Copy the lines of the material from the line with "target | truck cab" to the line with "x=528 y=340", both included, without any changes.

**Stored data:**
┏━━

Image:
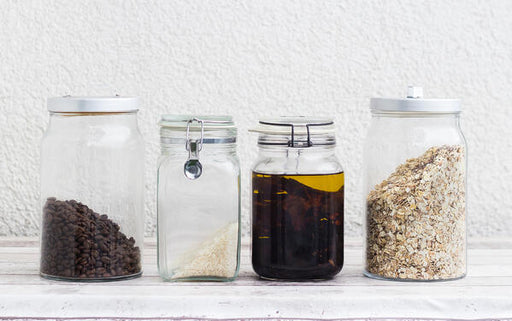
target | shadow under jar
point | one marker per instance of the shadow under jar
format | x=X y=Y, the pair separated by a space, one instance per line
x=92 y=187
x=297 y=200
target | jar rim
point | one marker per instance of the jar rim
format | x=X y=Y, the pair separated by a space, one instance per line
x=295 y=131
x=93 y=104
x=195 y=122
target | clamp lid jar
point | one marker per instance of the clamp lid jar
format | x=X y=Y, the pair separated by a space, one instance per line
x=198 y=199
x=297 y=200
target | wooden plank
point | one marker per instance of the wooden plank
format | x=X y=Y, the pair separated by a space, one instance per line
x=485 y=293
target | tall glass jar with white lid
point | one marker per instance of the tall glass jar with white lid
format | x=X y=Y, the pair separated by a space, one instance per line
x=415 y=197
x=92 y=189
x=198 y=199
x=297 y=200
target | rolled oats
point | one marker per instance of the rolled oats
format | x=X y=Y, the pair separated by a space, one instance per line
x=416 y=218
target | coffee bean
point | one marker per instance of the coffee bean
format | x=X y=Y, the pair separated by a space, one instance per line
x=80 y=243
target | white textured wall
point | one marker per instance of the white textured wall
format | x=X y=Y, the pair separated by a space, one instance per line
x=252 y=58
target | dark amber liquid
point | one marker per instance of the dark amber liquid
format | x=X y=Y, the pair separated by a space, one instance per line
x=297 y=225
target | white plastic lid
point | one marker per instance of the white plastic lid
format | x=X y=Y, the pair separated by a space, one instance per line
x=414 y=102
x=113 y=104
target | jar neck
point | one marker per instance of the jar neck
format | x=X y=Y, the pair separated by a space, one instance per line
x=207 y=149
x=220 y=141
x=320 y=150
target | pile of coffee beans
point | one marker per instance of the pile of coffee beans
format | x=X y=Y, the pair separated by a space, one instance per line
x=79 y=243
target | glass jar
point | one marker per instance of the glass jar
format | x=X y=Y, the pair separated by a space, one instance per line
x=198 y=199
x=415 y=171
x=297 y=200
x=92 y=188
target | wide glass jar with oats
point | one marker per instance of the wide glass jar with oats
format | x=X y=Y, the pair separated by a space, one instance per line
x=198 y=199
x=92 y=189
x=297 y=200
x=415 y=171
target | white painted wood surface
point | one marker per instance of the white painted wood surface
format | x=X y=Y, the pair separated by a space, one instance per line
x=484 y=294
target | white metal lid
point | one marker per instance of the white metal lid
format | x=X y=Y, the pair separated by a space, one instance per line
x=414 y=102
x=105 y=104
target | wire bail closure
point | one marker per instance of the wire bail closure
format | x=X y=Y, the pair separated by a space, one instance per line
x=293 y=142
x=193 y=168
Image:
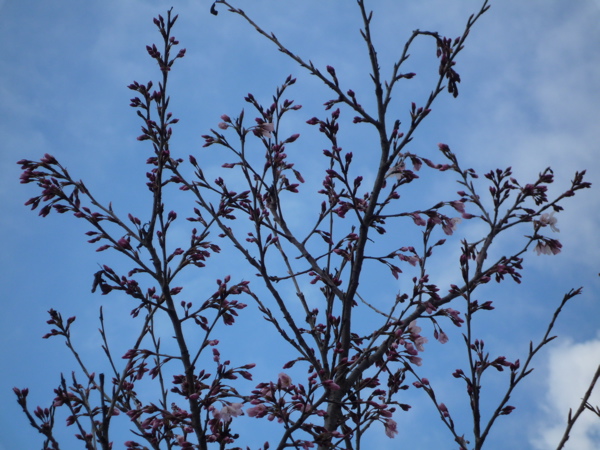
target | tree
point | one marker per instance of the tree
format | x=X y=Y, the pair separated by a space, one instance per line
x=357 y=370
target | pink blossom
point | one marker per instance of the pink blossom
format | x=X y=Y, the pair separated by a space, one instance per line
x=549 y=219
x=413 y=328
x=284 y=380
x=257 y=411
x=415 y=360
x=266 y=129
x=443 y=337
x=391 y=428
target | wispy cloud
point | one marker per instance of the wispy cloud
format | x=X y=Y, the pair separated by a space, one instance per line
x=571 y=366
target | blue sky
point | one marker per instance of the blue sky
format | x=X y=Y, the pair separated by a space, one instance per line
x=529 y=99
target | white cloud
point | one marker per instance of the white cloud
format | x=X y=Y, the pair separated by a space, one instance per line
x=571 y=367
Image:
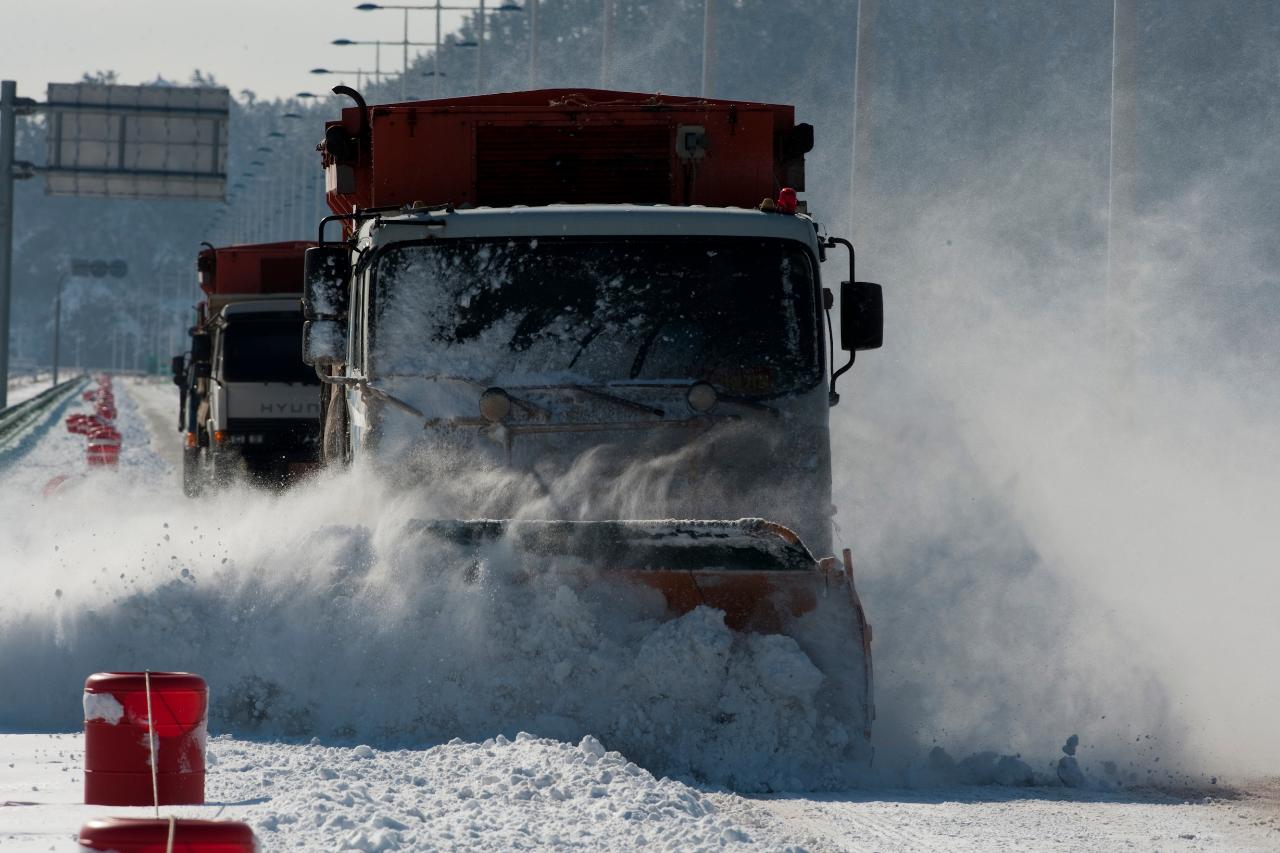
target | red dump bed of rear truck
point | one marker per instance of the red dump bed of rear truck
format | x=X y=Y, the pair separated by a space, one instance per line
x=229 y=273
x=562 y=145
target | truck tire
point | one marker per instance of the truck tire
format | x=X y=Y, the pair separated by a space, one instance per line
x=336 y=441
x=192 y=473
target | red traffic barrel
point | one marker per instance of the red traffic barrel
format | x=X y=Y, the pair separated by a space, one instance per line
x=140 y=835
x=117 y=755
x=101 y=452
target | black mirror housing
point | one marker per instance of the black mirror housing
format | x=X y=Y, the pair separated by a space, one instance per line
x=201 y=347
x=325 y=272
x=862 y=316
x=324 y=343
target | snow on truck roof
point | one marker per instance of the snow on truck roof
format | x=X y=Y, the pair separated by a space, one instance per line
x=590 y=220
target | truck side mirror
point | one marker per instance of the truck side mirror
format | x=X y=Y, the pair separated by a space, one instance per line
x=325 y=272
x=862 y=316
x=324 y=342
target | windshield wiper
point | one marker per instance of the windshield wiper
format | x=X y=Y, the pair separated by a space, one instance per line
x=620 y=401
x=750 y=404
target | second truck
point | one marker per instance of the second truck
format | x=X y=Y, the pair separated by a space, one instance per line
x=250 y=407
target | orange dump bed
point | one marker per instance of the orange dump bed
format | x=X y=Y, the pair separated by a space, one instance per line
x=563 y=145
x=229 y=273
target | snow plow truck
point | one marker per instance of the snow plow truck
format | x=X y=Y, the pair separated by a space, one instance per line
x=604 y=311
x=250 y=406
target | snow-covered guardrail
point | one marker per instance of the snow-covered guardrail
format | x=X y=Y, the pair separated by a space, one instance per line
x=18 y=419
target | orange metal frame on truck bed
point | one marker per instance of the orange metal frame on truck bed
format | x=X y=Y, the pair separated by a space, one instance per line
x=562 y=145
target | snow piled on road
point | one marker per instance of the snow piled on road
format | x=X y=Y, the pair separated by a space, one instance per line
x=325 y=611
x=529 y=793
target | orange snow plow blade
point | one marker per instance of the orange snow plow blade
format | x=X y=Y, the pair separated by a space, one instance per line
x=757 y=571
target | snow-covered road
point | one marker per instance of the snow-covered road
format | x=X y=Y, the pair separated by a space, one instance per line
x=534 y=793
x=524 y=793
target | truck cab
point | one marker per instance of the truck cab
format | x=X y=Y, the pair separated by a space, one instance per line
x=528 y=340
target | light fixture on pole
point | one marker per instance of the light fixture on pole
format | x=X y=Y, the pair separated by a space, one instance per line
x=435 y=56
x=359 y=73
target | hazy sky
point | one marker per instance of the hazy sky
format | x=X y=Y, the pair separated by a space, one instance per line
x=264 y=45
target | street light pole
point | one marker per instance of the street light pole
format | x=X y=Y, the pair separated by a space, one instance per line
x=533 y=42
x=435 y=55
x=8 y=124
x=58 y=323
x=480 y=54
x=607 y=45
x=708 y=44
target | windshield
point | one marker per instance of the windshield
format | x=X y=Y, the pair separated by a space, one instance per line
x=265 y=349
x=735 y=311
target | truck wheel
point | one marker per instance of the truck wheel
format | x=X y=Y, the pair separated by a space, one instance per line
x=192 y=475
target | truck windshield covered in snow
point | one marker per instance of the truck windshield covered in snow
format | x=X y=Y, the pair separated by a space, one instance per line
x=265 y=349
x=739 y=313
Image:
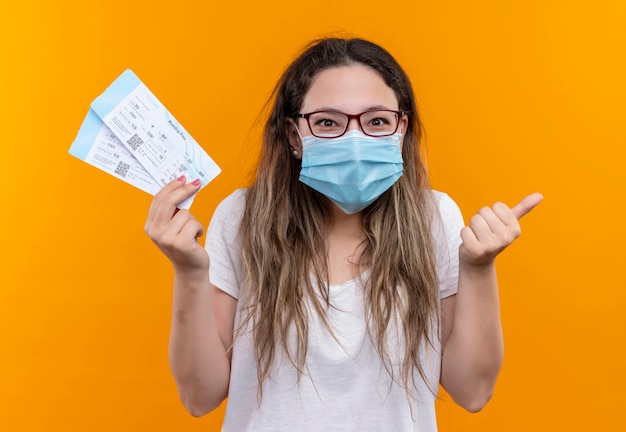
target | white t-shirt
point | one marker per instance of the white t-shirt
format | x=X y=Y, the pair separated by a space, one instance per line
x=345 y=386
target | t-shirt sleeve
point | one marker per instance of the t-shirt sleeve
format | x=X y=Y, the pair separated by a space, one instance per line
x=223 y=244
x=447 y=236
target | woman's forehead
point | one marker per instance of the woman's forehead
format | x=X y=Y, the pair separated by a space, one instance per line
x=351 y=89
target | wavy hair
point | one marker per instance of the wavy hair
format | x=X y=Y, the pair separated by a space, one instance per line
x=285 y=222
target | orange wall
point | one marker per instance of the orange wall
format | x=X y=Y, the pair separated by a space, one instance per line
x=517 y=96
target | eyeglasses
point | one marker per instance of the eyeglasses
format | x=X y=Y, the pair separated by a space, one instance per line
x=333 y=124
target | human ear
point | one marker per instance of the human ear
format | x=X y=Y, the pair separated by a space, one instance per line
x=295 y=143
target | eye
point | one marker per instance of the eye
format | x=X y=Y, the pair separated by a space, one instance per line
x=379 y=122
x=327 y=121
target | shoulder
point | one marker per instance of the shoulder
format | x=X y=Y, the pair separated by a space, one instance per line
x=444 y=202
x=446 y=210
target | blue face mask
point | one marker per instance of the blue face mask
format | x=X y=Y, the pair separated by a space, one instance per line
x=352 y=170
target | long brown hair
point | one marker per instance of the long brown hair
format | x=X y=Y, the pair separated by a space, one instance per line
x=285 y=223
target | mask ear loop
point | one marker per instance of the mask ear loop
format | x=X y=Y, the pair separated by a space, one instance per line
x=296 y=152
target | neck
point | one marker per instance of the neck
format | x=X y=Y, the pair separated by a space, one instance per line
x=345 y=225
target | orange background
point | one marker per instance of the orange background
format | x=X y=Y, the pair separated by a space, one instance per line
x=517 y=96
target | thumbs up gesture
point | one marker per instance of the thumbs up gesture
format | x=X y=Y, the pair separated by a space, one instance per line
x=492 y=229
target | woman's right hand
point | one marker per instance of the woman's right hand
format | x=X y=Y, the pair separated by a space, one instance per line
x=176 y=231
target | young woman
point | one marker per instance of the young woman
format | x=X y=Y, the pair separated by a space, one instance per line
x=338 y=291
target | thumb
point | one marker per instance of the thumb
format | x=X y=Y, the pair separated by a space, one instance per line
x=526 y=205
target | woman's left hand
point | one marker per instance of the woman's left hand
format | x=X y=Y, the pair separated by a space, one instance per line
x=492 y=229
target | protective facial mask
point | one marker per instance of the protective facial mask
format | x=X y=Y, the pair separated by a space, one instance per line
x=352 y=170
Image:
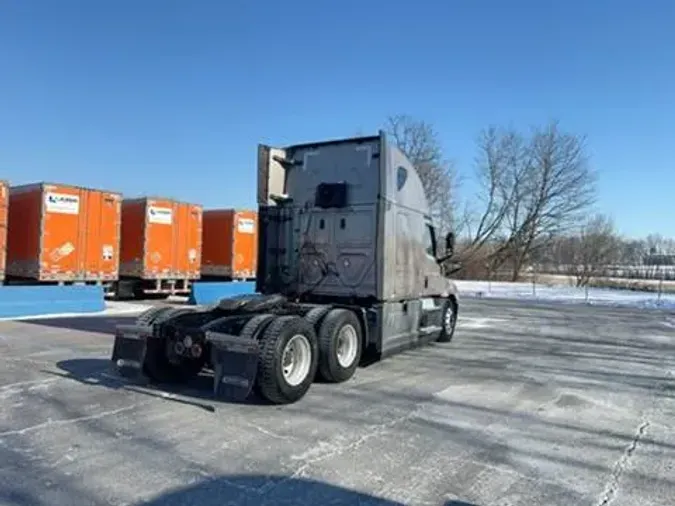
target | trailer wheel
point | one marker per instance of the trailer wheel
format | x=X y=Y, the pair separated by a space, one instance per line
x=288 y=360
x=449 y=320
x=163 y=366
x=340 y=345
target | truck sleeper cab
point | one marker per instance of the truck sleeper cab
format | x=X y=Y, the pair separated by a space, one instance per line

┗━━

**Written response:**
target | truck cab
point | one marker per instance of the truck cab
format | x=X y=Y, the pair separated by a space, one instance per line
x=528 y=340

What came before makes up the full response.